What is required: Both the line containing "Task: mark the police" and the last line of the listing are included: write out exactly the lines from one to the other.

Source material:
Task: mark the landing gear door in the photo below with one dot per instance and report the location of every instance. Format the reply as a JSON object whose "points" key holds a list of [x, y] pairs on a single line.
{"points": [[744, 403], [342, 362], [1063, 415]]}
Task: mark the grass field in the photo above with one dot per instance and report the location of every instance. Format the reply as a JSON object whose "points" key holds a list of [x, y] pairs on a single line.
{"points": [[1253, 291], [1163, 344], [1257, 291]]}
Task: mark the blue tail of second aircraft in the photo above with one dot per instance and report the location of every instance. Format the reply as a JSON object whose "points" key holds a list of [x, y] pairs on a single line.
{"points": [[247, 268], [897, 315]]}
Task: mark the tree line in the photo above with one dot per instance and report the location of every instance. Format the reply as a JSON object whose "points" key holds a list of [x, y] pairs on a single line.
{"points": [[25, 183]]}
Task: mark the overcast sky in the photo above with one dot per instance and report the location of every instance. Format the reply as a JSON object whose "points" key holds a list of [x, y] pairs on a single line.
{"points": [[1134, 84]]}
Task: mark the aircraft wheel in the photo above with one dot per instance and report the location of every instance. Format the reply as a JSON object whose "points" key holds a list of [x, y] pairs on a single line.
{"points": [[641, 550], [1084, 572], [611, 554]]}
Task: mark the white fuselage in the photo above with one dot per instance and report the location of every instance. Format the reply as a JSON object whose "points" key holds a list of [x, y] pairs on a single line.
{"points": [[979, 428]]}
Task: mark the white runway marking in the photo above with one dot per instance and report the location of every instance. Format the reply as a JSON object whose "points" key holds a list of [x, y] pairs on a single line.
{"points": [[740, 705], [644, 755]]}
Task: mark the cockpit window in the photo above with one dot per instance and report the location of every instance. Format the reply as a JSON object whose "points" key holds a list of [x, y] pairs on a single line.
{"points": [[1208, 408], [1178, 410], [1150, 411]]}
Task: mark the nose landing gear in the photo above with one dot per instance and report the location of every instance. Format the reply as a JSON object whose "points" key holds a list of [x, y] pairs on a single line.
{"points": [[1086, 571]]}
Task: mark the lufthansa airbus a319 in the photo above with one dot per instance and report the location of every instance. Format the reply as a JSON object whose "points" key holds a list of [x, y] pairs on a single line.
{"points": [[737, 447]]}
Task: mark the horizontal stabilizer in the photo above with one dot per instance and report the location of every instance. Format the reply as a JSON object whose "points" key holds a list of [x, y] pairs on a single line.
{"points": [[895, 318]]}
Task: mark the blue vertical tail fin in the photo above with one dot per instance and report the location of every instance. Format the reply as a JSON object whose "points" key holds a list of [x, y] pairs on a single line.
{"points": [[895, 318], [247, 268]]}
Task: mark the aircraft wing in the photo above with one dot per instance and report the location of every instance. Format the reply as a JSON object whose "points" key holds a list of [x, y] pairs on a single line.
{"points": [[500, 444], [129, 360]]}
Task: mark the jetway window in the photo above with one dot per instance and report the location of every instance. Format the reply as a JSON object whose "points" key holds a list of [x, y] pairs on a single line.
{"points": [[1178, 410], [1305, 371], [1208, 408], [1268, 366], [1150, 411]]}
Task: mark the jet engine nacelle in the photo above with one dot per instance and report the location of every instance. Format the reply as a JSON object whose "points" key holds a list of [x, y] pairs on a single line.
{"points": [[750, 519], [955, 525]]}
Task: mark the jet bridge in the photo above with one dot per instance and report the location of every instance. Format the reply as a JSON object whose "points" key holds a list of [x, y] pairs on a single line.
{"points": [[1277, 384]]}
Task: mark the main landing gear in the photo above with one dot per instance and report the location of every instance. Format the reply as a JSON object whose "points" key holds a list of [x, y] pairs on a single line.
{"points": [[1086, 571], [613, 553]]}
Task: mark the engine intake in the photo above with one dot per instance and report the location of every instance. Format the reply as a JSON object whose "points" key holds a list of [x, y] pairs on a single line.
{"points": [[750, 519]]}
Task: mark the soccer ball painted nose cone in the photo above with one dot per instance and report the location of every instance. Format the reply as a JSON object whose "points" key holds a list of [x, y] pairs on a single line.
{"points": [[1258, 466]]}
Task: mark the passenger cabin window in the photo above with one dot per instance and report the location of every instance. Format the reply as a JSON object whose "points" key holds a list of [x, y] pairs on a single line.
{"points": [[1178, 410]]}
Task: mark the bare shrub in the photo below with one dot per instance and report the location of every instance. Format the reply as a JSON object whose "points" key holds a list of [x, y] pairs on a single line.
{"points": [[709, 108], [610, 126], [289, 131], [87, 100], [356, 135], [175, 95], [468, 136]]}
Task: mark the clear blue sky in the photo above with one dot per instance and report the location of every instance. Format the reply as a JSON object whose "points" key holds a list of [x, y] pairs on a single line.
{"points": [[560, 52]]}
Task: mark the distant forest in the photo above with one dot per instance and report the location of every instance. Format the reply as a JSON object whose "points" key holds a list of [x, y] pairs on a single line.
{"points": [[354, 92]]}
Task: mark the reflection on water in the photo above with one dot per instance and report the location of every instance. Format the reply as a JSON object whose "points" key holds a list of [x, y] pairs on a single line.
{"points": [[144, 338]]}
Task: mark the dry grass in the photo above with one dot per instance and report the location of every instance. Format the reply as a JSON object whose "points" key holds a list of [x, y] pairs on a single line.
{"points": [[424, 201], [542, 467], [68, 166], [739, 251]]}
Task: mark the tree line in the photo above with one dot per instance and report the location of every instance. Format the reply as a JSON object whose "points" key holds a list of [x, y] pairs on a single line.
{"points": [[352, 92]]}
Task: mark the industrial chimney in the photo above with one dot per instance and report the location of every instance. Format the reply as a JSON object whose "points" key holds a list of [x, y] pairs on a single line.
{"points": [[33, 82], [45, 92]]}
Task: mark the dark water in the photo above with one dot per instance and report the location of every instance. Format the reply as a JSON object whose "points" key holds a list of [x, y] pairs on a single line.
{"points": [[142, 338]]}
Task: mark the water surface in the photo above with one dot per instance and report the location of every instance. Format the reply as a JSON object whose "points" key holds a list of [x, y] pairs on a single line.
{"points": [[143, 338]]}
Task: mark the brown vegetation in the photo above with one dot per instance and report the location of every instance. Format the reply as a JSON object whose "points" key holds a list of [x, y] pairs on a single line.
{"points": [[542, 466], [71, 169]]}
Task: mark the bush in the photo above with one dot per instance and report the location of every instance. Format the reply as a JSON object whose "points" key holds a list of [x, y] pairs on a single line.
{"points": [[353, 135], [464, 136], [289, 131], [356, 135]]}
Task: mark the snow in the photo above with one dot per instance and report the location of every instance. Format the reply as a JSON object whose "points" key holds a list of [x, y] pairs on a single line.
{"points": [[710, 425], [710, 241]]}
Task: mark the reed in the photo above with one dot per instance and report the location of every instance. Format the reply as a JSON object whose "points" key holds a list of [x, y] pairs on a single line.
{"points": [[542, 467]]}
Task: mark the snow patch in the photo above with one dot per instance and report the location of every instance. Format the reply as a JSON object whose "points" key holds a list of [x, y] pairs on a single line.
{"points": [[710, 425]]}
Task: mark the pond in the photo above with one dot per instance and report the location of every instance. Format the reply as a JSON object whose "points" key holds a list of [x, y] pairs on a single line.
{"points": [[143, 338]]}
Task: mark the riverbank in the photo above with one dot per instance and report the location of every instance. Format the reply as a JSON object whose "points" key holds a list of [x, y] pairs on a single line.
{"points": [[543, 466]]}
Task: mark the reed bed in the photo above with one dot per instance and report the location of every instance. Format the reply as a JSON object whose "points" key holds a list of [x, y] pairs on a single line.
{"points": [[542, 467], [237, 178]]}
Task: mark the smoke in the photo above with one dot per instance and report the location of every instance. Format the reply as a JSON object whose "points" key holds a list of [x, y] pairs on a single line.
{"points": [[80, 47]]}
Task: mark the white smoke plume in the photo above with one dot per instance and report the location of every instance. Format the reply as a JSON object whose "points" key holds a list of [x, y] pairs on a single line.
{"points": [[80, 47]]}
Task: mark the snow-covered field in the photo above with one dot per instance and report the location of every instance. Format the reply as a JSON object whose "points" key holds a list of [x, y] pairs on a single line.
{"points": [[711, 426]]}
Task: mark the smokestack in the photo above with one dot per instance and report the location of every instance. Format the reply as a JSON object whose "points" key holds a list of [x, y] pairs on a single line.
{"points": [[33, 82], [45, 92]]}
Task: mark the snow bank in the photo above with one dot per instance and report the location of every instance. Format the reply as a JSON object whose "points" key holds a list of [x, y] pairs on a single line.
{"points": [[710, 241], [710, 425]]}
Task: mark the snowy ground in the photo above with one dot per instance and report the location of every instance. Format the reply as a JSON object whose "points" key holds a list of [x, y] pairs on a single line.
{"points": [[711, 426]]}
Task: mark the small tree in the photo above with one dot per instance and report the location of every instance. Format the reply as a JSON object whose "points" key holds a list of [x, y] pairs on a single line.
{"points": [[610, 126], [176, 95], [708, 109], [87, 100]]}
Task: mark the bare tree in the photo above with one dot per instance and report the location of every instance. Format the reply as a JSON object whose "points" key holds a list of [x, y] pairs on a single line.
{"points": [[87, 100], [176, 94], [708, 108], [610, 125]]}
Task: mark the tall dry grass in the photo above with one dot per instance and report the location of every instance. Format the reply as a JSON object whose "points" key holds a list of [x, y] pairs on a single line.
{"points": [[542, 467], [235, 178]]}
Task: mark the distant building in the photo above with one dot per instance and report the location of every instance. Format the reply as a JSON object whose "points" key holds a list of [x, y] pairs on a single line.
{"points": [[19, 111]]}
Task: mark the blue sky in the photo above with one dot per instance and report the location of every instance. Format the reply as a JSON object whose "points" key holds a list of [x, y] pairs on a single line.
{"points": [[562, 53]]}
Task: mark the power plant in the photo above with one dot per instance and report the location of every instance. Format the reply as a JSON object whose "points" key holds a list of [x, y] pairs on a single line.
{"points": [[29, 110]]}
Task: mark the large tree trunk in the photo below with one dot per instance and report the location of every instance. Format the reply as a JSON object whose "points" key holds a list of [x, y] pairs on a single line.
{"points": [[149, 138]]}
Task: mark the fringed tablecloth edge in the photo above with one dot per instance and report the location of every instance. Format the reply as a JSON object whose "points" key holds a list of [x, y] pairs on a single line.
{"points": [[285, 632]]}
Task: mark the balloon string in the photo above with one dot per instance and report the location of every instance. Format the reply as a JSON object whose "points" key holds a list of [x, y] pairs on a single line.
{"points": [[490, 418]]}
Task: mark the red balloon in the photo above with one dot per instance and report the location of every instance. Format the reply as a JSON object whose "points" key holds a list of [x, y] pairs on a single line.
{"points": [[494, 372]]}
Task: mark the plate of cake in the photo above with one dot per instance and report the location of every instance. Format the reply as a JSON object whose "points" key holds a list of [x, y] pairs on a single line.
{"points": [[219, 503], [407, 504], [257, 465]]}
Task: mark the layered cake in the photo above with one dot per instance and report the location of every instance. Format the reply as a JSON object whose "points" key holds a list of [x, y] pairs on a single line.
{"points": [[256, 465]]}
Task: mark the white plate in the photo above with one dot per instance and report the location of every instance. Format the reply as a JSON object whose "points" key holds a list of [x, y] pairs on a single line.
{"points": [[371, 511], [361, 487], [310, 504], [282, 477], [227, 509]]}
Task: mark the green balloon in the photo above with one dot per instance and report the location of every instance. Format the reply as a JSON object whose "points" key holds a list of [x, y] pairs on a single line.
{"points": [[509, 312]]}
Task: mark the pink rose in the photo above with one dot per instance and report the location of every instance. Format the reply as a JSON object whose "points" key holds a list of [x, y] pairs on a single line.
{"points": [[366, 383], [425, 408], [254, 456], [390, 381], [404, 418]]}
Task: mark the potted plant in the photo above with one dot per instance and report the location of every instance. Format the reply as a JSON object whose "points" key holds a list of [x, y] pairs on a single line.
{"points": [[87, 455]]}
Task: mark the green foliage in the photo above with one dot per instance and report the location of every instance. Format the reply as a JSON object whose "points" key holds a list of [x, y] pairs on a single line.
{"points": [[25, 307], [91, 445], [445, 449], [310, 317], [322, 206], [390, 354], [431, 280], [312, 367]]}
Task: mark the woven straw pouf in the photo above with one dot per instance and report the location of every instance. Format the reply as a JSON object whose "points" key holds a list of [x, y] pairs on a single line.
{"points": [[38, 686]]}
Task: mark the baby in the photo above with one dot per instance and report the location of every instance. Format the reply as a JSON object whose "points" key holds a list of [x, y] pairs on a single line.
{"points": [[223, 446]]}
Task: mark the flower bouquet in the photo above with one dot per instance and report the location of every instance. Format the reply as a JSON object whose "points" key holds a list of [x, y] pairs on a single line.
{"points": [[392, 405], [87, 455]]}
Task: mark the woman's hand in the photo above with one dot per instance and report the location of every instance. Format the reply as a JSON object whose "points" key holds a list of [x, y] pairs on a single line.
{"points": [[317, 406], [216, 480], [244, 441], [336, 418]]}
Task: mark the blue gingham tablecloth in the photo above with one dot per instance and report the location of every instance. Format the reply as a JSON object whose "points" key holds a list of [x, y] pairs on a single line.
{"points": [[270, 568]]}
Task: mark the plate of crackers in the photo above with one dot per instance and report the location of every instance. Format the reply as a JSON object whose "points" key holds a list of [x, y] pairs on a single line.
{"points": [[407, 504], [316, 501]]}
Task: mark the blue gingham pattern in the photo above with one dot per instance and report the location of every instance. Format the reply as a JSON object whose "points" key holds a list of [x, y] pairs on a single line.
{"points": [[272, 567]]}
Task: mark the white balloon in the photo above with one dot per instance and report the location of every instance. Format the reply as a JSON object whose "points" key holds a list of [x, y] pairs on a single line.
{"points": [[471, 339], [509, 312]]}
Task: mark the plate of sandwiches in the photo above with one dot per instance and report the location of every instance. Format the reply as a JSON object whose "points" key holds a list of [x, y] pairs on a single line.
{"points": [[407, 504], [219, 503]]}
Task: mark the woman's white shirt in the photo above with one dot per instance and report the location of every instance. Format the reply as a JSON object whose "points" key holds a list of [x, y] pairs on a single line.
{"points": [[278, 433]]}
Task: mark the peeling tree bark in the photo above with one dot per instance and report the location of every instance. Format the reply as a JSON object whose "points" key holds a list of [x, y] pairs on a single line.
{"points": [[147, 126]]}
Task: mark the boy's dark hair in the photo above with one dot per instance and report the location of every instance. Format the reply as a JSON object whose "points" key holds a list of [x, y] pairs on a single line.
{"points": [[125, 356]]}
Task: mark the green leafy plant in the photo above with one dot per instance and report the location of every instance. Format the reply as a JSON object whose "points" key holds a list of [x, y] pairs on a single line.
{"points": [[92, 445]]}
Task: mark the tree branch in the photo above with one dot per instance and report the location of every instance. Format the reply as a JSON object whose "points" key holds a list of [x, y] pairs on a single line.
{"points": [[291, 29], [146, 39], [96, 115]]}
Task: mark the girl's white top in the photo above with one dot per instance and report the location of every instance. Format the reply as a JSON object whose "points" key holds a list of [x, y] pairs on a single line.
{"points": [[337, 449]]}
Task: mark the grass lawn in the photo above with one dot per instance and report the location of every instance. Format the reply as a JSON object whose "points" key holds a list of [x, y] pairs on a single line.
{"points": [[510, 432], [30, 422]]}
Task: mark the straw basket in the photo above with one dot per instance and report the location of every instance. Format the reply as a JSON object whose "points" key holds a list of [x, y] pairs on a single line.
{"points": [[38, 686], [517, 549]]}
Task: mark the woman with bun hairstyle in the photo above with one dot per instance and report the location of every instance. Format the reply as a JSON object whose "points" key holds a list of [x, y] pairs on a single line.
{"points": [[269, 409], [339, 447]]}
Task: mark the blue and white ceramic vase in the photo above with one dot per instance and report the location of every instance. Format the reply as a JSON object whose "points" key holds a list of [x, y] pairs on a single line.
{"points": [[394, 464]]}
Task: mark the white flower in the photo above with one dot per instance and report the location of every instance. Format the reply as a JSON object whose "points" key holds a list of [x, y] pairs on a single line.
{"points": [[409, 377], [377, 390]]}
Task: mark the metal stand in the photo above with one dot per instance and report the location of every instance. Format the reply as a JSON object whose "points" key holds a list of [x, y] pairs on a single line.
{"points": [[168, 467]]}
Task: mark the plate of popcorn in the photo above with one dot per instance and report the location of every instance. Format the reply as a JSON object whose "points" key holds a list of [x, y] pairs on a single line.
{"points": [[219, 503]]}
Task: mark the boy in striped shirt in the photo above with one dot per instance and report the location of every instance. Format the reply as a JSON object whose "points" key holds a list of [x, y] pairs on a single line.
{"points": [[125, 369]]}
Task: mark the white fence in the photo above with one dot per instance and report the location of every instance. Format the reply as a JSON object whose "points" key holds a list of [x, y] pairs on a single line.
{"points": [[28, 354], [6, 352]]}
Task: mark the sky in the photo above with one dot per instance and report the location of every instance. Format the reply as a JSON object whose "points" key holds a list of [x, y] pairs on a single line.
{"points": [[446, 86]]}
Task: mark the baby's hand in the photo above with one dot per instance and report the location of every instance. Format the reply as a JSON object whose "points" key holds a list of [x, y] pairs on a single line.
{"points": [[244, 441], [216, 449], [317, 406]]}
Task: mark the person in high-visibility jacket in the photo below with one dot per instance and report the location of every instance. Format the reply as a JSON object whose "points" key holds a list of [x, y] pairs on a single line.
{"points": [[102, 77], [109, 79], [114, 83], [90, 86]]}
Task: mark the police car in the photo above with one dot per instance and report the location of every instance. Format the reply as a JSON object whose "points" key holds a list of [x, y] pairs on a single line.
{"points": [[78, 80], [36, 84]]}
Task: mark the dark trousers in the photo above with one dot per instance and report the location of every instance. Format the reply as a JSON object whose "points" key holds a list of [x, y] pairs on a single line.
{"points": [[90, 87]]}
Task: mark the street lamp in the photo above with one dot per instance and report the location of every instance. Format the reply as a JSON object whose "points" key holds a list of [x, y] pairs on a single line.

Result below:
Task: mark the police car in the photo above with one dot per instance and report the location of every instance. Format the reply as a JSON object whose "points" key holds a list of [x, y] pairs on a single line.
{"points": [[78, 80], [36, 84]]}
Task: mark the dark trousers in the photo above with one dot per instance and report the location of every instance. Format the reply as a JSON object whose "points" key holds a list of [x, y] pairs on a single line.
{"points": [[90, 87]]}
Task: mark the street lamp in the photo above with one dot per instance and report the location of every instance. Format the reply as a JSON object whose "points" key holds a list of [x, y] pairs on a single line.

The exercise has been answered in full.